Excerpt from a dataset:

■ ■ ■ ■

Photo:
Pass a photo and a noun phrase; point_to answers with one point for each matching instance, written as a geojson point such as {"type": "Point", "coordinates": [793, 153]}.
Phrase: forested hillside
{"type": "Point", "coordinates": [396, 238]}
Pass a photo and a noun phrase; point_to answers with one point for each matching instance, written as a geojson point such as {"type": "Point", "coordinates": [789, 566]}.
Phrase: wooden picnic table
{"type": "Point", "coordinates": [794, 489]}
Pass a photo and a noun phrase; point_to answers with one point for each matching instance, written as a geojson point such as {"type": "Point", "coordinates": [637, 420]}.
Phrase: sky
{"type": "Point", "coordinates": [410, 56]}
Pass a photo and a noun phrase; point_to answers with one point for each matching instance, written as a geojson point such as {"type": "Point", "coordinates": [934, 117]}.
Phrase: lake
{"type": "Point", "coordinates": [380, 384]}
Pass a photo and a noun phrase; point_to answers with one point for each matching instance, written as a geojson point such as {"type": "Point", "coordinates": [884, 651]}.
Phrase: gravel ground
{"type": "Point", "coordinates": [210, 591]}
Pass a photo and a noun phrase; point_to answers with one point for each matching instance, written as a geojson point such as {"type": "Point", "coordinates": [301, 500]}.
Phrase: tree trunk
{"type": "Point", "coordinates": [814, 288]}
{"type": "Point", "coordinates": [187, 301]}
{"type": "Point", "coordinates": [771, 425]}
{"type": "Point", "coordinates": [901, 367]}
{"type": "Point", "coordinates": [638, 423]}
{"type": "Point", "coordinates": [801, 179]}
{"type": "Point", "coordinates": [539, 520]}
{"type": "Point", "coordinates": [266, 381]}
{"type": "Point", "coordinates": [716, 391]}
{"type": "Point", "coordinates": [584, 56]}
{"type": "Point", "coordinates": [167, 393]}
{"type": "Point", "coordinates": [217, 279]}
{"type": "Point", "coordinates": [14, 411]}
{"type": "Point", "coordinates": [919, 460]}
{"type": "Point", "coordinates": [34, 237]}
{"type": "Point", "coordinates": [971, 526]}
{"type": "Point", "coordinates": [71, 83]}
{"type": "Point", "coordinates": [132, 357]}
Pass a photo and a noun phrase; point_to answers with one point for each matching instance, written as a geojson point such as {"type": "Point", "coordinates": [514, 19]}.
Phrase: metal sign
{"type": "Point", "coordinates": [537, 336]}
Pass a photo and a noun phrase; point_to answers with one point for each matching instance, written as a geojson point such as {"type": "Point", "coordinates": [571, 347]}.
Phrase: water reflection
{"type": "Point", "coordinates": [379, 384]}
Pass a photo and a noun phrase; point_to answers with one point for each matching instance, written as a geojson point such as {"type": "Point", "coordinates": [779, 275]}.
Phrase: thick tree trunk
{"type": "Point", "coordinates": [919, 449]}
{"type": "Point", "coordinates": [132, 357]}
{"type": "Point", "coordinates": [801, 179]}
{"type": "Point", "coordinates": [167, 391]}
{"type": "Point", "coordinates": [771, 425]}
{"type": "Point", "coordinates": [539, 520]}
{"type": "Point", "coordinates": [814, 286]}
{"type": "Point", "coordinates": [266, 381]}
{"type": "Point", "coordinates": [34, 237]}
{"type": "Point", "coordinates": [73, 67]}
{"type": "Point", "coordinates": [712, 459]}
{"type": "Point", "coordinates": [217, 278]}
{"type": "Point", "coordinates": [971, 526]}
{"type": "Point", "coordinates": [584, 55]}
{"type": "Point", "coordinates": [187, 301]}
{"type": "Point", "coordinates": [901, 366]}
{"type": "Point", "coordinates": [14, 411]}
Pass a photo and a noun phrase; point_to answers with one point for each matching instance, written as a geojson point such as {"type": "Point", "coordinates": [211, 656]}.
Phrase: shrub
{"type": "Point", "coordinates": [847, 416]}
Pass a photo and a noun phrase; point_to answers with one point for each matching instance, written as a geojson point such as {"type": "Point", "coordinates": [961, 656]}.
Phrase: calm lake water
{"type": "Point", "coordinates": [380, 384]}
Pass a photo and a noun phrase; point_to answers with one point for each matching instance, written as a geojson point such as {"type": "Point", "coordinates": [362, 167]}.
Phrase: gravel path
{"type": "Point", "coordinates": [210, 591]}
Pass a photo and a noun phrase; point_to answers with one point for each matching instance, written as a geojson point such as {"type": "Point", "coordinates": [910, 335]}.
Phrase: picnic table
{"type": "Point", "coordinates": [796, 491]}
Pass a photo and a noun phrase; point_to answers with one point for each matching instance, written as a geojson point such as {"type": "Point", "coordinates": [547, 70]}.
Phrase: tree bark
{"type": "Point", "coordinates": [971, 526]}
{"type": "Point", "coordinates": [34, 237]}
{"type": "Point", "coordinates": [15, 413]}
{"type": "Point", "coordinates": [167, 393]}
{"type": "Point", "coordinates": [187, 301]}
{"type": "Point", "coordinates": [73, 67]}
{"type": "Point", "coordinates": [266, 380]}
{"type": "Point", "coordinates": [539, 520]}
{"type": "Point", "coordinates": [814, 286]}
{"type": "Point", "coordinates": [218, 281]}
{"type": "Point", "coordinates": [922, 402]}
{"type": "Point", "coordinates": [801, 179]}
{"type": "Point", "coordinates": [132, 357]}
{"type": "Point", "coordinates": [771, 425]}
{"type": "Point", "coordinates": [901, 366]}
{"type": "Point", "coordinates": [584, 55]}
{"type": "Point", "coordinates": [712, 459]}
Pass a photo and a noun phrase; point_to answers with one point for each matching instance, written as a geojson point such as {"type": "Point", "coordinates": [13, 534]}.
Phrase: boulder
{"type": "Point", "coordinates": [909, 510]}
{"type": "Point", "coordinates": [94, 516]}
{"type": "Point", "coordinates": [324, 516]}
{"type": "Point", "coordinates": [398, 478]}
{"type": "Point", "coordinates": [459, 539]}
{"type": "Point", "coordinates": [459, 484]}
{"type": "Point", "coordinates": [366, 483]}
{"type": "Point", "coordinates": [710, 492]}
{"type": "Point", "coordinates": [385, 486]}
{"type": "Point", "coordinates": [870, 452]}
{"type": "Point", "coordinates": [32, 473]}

■ ■ ■ ■

*WHAT IS EXPECTED:* Locate each line in the entries above that contains the word "table", matching case exactly, and copy those lines out.

*TASK ANSWER:*
Phrase: wooden picnic table
Phrase: picnic table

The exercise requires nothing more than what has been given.